WHAT NEEDS TO BE DONE: Return every row below word for word, leaving out the pictures.

RECORD EXCERPTS:
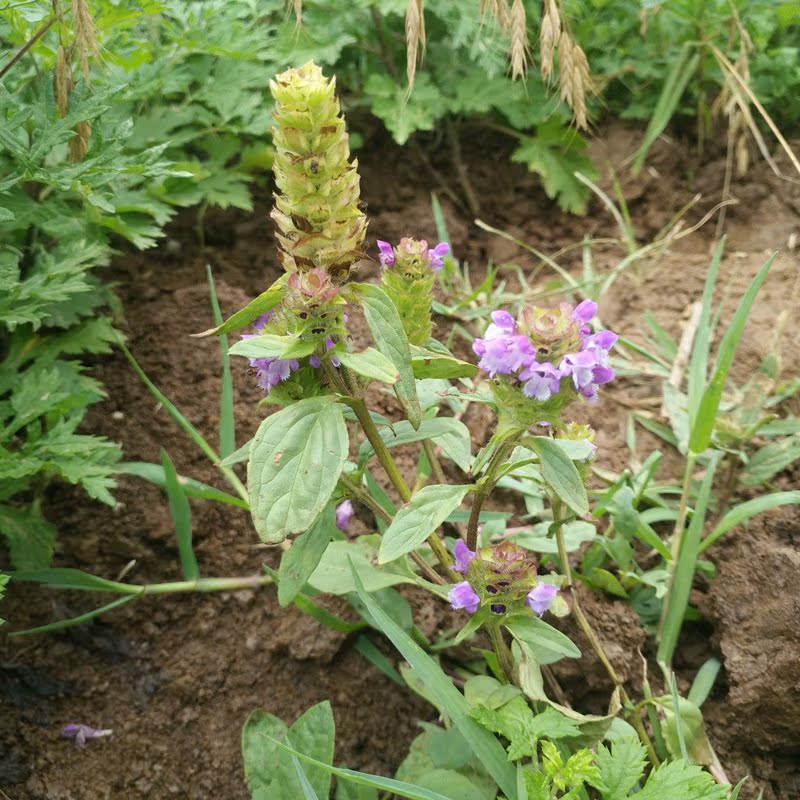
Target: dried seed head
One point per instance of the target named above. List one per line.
(79, 144)
(85, 39)
(519, 40)
(549, 34)
(415, 35)
(61, 82)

RESULT FOR THIS TASK:
Target: dried seed head
One point per instance of the target named above. List one per line.
(79, 144)
(85, 39)
(519, 40)
(549, 34)
(415, 35)
(61, 82)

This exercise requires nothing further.